> [Task brief] Return every line of the data below unchanged, character for character.
● ● ●
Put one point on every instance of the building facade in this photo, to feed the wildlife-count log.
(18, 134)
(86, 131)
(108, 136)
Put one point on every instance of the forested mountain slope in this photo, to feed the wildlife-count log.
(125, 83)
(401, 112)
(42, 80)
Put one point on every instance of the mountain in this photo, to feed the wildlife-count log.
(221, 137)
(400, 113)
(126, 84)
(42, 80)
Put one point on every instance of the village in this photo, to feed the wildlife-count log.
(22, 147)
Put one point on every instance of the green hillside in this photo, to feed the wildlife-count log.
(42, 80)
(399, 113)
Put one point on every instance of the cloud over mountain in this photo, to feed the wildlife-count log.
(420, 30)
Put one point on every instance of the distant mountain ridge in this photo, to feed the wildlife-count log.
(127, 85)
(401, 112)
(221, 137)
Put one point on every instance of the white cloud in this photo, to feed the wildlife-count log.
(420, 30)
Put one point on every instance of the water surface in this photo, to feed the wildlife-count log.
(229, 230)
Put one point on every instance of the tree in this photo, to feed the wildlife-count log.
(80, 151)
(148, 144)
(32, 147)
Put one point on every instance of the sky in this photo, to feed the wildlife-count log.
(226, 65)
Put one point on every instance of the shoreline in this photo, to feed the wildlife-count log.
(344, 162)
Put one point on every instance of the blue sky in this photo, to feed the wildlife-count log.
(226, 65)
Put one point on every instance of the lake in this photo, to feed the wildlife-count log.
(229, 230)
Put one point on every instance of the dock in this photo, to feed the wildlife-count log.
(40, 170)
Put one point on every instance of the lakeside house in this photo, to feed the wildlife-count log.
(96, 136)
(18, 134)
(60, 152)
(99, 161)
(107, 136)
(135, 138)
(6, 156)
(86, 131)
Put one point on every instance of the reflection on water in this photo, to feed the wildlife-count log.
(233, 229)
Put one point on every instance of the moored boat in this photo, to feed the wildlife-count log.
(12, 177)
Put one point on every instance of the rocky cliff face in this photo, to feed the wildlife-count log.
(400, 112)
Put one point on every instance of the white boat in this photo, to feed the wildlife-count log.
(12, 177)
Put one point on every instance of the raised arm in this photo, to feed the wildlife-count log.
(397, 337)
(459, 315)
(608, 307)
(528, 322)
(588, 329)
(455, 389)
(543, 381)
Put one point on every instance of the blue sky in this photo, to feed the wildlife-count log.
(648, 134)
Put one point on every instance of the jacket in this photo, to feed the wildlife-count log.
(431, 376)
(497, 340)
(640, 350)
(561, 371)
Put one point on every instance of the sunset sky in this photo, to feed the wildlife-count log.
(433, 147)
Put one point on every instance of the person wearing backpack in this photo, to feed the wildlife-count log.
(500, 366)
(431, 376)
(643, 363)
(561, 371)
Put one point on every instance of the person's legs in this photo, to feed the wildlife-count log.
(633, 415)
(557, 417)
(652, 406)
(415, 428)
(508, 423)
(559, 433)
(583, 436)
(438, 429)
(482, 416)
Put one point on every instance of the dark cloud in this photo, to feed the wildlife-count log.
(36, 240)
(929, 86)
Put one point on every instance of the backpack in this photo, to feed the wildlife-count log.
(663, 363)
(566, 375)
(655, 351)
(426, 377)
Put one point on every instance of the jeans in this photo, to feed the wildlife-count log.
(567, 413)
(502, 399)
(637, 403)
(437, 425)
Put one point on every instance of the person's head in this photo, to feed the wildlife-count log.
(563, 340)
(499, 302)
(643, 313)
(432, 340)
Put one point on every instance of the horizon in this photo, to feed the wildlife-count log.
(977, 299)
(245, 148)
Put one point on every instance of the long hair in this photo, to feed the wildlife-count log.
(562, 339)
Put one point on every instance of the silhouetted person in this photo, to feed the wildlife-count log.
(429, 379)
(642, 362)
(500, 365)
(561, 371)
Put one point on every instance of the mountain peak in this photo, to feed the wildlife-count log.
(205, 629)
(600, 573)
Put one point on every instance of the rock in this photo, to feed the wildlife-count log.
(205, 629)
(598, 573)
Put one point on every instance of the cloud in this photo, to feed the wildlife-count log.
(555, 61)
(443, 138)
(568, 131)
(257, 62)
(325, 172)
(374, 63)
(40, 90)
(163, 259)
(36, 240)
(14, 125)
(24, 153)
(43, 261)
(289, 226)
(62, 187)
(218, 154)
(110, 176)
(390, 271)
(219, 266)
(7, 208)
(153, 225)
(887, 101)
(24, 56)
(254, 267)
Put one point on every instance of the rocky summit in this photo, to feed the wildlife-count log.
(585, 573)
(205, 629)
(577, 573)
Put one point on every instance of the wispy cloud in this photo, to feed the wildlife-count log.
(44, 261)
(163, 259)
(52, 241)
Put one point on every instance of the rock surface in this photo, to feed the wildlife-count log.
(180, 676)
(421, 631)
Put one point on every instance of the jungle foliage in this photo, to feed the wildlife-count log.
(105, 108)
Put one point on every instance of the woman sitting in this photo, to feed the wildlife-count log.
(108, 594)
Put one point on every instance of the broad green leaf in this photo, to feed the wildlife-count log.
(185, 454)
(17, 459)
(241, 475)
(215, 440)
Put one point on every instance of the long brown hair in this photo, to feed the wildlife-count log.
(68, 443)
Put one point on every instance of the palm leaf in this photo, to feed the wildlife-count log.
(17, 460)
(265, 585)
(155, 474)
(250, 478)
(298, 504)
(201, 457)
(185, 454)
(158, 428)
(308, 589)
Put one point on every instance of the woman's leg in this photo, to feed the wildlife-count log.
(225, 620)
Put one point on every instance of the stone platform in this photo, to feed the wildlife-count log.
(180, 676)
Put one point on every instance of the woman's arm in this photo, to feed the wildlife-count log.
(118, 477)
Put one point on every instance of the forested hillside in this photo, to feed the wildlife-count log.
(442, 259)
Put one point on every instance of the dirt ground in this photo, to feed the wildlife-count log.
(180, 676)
● ● ●
> [Answer to this task]
Put one point on every instance of the building facade in this photo, to feed the wildlife-count log.
(18, 134)
(86, 131)
(108, 136)
Put one point on every instance of the forested mountain slope in this photo, to feed the wildlife-count log.
(125, 83)
(401, 112)
(42, 80)
Put one point on every instance of the mountain in this photo, to feed the wildlife-count log.
(221, 137)
(400, 113)
(126, 84)
(42, 80)
Put one point on every instance of the village in this photo, to feed the wildlife-count log.
(22, 147)
Put one point on every instance of the green hillside in this photo, to feed the wildlife-count log.
(42, 80)
(399, 113)
Put one point on every instance of the cloud over mountain in this photo, to feed the wildlife-count log.
(420, 30)
Put one point on every instance of the distant mountain ridge in this photo, to feed the wildlife-count log.
(127, 85)
(401, 112)
(221, 137)
Put one point on every instance of the white cloud in this photo, to feed the wildlife-count log.
(420, 30)
Put one point on every instance of the water surface in this photo, to feed the wildlife-count log.
(229, 230)
Put one point on every instance of the tree in this photo, to feed the wildlife-count log.
(80, 151)
(148, 144)
(32, 147)
Put one point on every instance of the sky in this photo, to feed the wildlife-count log.
(226, 65)
Put one point on every instance of the shoreline in this photo, to feed the wildlife-count log.
(344, 162)
Put one point on every instance of the blue sky in this photo, to feed the wildlife-count log.
(226, 65)
Put one point on every instance of the lake in this photo, to feed the wildlife-count log.
(229, 230)
Put one point on every instance of the dock in this photo, to feed the wildlife-count log.
(40, 170)
Put one point on every instance of the lakeside house in this photo, to feed the wildlife-count log.
(96, 136)
(18, 134)
(60, 152)
(99, 161)
(107, 136)
(135, 138)
(6, 156)
(86, 131)
Put one point on every instance of the reflection on water in this photo, to feed the wildlife-count log.
(233, 229)
Put one point on every instance of the moored boat in this photo, to feed the wildlife-count log.
(12, 177)
Put one point on every instance of the rocky cliff face in this photo, to feed the wildlife-count log.
(400, 112)
Put one point on every instance of the white boat in this photo, to feed the wildlife-count log.
(12, 177)
Put one point on every instance of the raised arm in this photo, to feed the wildlife-count log.
(397, 337)
(459, 315)
(608, 307)
(528, 322)
(588, 329)
(455, 389)
(543, 381)
Put one point on every instance of the blue sky in this photo, to feed the wildlife-count log.
(648, 134)
Put one point on every instance of the jacket in this photo, to feed the wildlife-count log.
(431, 376)
(497, 340)
(640, 350)
(561, 371)
Put one point on every instance of the sunset sky in this photo, to feed the wildlife-count log.
(433, 147)
Put one point on every instance of the person wearing backpack in this photo, to feed the wildlife-count log.
(500, 366)
(431, 376)
(643, 363)
(561, 371)
Put one point on every instance of the person's legs in this photo, to feed the wildlife-count log.
(633, 415)
(557, 417)
(652, 406)
(415, 428)
(508, 423)
(559, 433)
(583, 436)
(438, 429)
(482, 416)
Put one point on every instance of the dark cloud in this photo, to feed the wildlife-count log.
(36, 240)
(929, 86)
Put one point on every instance of the backpack in this photo, to feed the wildlife-count log.
(663, 363)
(566, 375)
(655, 351)
(426, 377)
Put one point on every instance of the jeans in this photo, to feed the wildlife-count log.
(567, 413)
(502, 399)
(637, 403)
(437, 425)
Put one point on every instance of the person's head in this photo, to feed the wildlife-count log.
(563, 340)
(499, 302)
(643, 313)
(432, 340)
Put one point on every instance of the horizon in this photo, to feed the wildlife-count log.
(977, 299)
(245, 148)
Put one point on every instance of the long hair in this photo, to feed the wildlife-count log.
(562, 339)
Put one point on every instance of the silhouetted person in this photo, to feed the wildlife-count log.
(429, 379)
(642, 362)
(500, 365)
(561, 371)
Put one point on every instance of the mountain peak in this photo, to feed the wildlife-count log.
(205, 629)
(600, 573)
Put one point on every instance of the rock in this photo, to feed the wildlife-count log.
(205, 629)
(598, 573)
Put one point on every instance of the cloud in this photo, to feed the wildlife-count log.
(555, 61)
(443, 138)
(568, 131)
(257, 62)
(325, 172)
(374, 63)
(40, 90)
(163, 259)
(36, 240)
(14, 125)
(24, 153)
(43, 261)
(289, 226)
(62, 187)
(218, 154)
(110, 176)
(390, 271)
(219, 266)
(7, 208)
(153, 225)
(887, 101)
(24, 56)
(254, 267)
Put one point on every instance of the rocky summit in this photo, to feed the wildlife-count log.
(585, 573)
(205, 629)
(577, 573)
Put one point on every instance of the wispy cloud in this photo, to feed the wildlife-count log.
(44, 261)
(163, 259)
(52, 241)
Put one point on every instance of the rock surface in this photo, to feed the wildlife-count log.
(180, 676)
(421, 631)
Put one point on every instance of the jungle foliage in this photo, to feed the wildlife-count log.
(105, 108)
Put one point on every instance of the woman sitting in this photo, to feed the wildlife-count log.
(108, 594)
Put one point on every instance of the broad green leaf in this photo, to feed the wildlife-count log.
(185, 454)
(17, 459)
(241, 475)
(215, 440)
Put one point on every instance of the long brown hair in this photo, to feed the wildlife-count log.
(68, 443)
Put one point on every instance of the palm leaf in this photo, to feed the wildlife-count log.
(17, 460)
(265, 585)
(155, 474)
(250, 478)
(298, 504)
(201, 457)
(185, 454)
(158, 428)
(308, 589)
Put one point on every instance of the woman's leg in this photo, to feed the wildlife-count log.
(225, 620)
Put one point on every instance of the stone platform in this photo, to feed the wildlife-count log.
(180, 676)
Put one point on every instance of the woman's arm in this photo, to feed the wildlife-count log.
(118, 477)
Put one point on every instance of the forested hillside in this photo, to feed the wildlife-count log.
(442, 259)
Put one point on every instance of the dirt ground in this photo, to feed the wildlife-count log.
(180, 676)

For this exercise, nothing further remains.